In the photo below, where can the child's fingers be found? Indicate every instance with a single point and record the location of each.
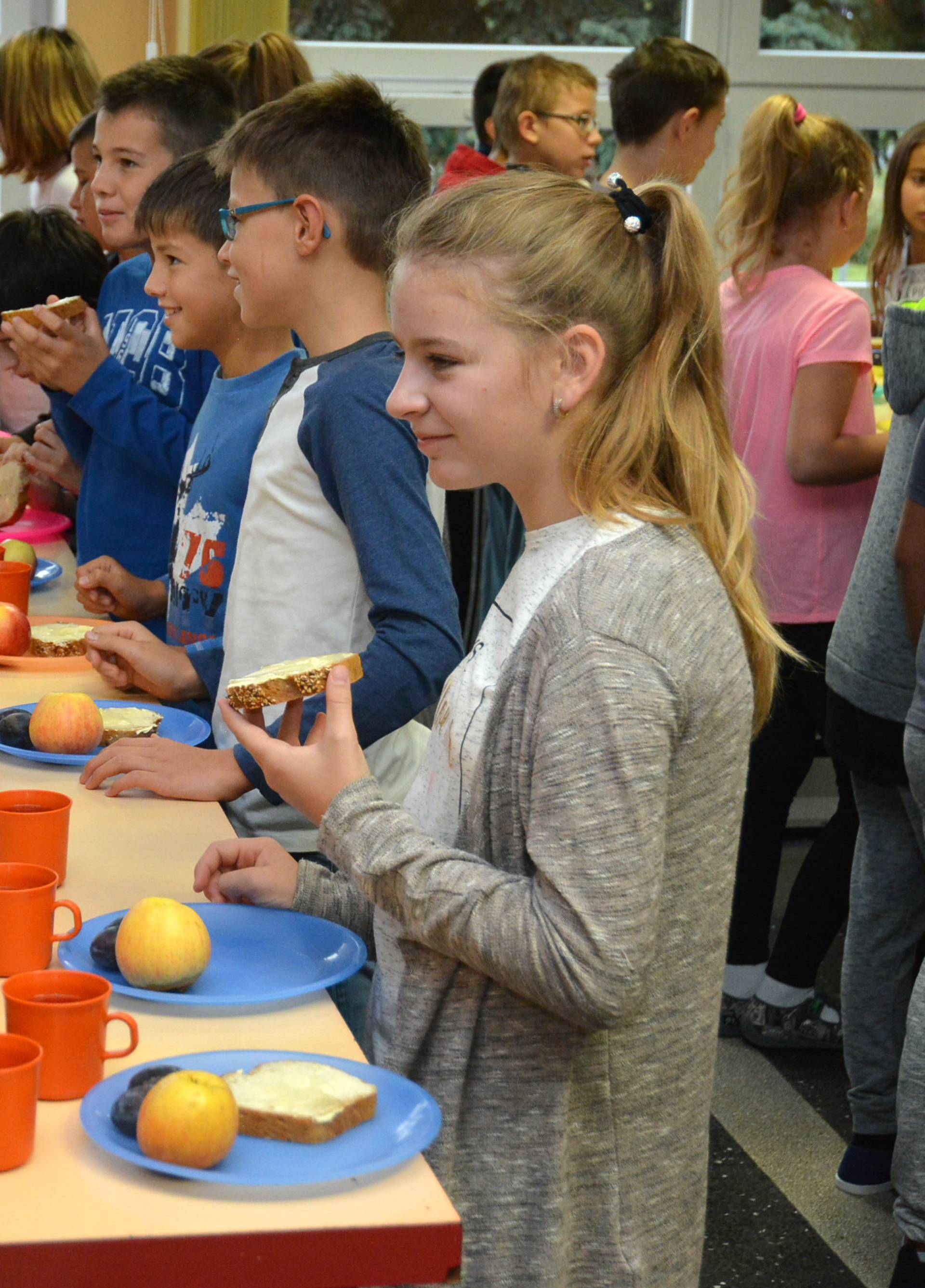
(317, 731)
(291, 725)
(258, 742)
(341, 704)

* * *

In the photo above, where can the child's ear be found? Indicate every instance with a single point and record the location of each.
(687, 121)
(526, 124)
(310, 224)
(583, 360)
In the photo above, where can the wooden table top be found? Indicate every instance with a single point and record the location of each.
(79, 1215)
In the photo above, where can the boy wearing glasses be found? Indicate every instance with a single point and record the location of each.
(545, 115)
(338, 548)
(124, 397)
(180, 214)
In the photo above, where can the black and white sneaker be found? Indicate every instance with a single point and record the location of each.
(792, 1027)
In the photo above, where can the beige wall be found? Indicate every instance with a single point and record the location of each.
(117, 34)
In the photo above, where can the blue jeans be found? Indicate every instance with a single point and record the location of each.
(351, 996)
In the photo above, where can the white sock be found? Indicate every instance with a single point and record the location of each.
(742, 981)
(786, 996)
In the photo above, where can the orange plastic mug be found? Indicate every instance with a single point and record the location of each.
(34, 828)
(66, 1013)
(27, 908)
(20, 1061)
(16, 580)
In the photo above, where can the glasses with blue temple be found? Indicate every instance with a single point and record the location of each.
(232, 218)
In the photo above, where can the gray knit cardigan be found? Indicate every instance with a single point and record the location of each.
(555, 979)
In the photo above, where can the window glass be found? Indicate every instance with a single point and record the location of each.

• _What to do_: Replace "knit cardigan" with "wool sweater" in everything from the line containing "In the photo above, where can the gray" down to the line containing "In the photo above, where can the window", and give back only those lines with nothing else altered.

• _Solution to this exercise_:
In the photo above, where can the gray wool sweater be found? Indicate every instance with a single point and record the location of each.
(555, 979)
In the photo above, where can the window glass be found? Indicate every instance with a single point and record the location of each.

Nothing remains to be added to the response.